++++ Page text

Asexual reproduction

- can produce gemmules in FW sponges for overwintering, also gemmule like bodies in some marine species (e.g., some Haliclona spp.). Gemmules filled w/ aggregated amoebocytes.

- many forms of budding

- also common for sponges to just break apart and grow separately – latter is used in propagation of commercial sponges.

- great powers of regeneration: cut up - heals easily. Certain spp. if strain through filter thus separate cells - will reaggregate to form new sponge. Such reaggregation can be spp. specific - mix red and yellow and get them back; or unspecific - some even form aggregates w/ anemone cells.

Ecology

Predation – Like many sessile reef organisms, sponges are reknown for their chemical weaponry, and perhaps because of their old ancestry and abundant bacterial symbionts have a more diverse array of protective, nasty chemicals than any other animal group. In addition to the secondary metabolites, they have loads of spicules – which can inflict wounds, make digestion difficult, and generally decrease the density of digestible materials.

++++++++
++++ Extracted information

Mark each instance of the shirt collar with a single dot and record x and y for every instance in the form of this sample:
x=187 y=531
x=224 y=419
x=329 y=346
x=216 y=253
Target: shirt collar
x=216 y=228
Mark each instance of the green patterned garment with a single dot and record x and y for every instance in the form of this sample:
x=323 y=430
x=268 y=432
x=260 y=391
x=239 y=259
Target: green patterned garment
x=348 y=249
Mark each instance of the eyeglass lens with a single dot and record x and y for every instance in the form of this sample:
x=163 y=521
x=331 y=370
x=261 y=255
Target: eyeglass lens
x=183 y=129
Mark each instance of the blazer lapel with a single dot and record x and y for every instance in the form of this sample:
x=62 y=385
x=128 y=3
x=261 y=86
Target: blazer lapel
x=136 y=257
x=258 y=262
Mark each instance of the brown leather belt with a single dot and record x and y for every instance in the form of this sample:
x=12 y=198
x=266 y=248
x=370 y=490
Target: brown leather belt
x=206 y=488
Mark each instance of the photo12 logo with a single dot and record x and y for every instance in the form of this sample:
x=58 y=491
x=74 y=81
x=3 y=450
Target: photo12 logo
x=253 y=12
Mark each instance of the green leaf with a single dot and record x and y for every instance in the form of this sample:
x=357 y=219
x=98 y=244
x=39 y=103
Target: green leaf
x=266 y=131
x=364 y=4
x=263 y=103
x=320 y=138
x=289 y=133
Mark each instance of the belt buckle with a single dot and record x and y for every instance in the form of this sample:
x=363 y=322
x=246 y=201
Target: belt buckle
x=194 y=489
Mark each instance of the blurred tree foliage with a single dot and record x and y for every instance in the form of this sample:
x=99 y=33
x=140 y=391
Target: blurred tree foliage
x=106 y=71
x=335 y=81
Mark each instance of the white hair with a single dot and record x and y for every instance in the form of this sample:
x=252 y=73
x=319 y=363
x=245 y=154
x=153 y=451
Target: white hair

++++++++

** Problem 1 **
Copy the sponge notes word for word, between "Asexual reproduction" and "w/ anemone cells.", inclusive.
** Problem 2 **
Answer these from the sponge notes:
(a) What are gemmules filled with?
(b) What is the habit of sponges breaking apart and growing separately used for?
(c) Besides secondary metabolites, what do sponges have loads of?

** Reply 1 **
Asexual reproduction

- can produce gemmules in FW sponges for overwintering, also gemmule like bodies in some marine species (e.g., some Haliclona spp.). Gemmules filled w/ aggregated amoebocytes.

- many forms of budding

- also common for sponges to just break apart and grow separately – latter is used in propagation of commercial sponges.

- great powers of regeneration: cut up - heals easily. Certain spp. if strain through filter thus separate cells - will reaggregate to form new sponge. Such reaggregation can be spp. specific - mix red and yellow and get them back; or unspecific - some even form aggregates w/ anemone cells.

** Reply 2 **
(a) Aggregated amoebocytes.
(b) The propagation of commercial sponges.
(c) Spicules.